Can you copy every line of the items below, requests included, and add 31 to each coordinate in the answer points?
## Begin Listed records
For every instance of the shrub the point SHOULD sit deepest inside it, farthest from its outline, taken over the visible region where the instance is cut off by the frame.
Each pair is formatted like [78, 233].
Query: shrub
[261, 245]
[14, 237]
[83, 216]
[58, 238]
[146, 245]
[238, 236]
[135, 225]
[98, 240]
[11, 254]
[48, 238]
## End Listed records
Problem solution:
For every instance of the shrub the point SHOULD sit deepest inside it, farthest from its outline, taken over the visible region where the instance is cut off by the frame.
Each pair is formatted like [78, 233].
Query: shrub
[292, 276]
[45, 268]
[114, 247]
[89, 269]
[177, 276]
[269, 267]
[166, 256]
[129, 271]
[42, 285]
[79, 269]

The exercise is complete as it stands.